Duplicate the lines from the one containing "query | top surface of chest" through the last line, inclusive, keeping every character unchanged.

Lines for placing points

——————————

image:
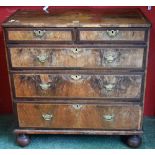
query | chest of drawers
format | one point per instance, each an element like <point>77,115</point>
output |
<point>78,72</point>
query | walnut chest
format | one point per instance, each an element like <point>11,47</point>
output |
<point>78,72</point>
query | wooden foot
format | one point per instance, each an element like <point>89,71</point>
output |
<point>133,141</point>
<point>22,140</point>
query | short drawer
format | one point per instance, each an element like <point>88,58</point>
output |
<point>69,85</point>
<point>39,35</point>
<point>80,116</point>
<point>109,57</point>
<point>112,35</point>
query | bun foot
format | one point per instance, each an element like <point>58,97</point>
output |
<point>133,141</point>
<point>22,140</point>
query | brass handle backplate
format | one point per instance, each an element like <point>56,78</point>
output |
<point>47,117</point>
<point>109,87</point>
<point>42,58</point>
<point>76,50</point>
<point>108,117</point>
<point>112,33</point>
<point>77,106</point>
<point>39,33</point>
<point>110,57</point>
<point>44,86</point>
<point>76,77</point>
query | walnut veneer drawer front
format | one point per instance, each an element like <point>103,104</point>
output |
<point>77,86</point>
<point>78,71</point>
<point>77,57</point>
<point>112,35</point>
<point>54,35</point>
<point>78,116</point>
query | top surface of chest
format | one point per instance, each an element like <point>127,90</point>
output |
<point>78,18</point>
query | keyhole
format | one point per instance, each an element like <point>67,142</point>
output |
<point>77,106</point>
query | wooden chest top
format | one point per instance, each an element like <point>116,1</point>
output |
<point>78,18</point>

——————————

• Full response:
query | top surface of chest
format | one point per instance, each an element like <point>127,90</point>
output |
<point>78,18</point>
query | keyhole
format | one point per instance, each an element like <point>67,142</point>
output |
<point>77,106</point>
query | wooden chest top
format | one point per instance, each an element like <point>116,1</point>
output |
<point>78,18</point>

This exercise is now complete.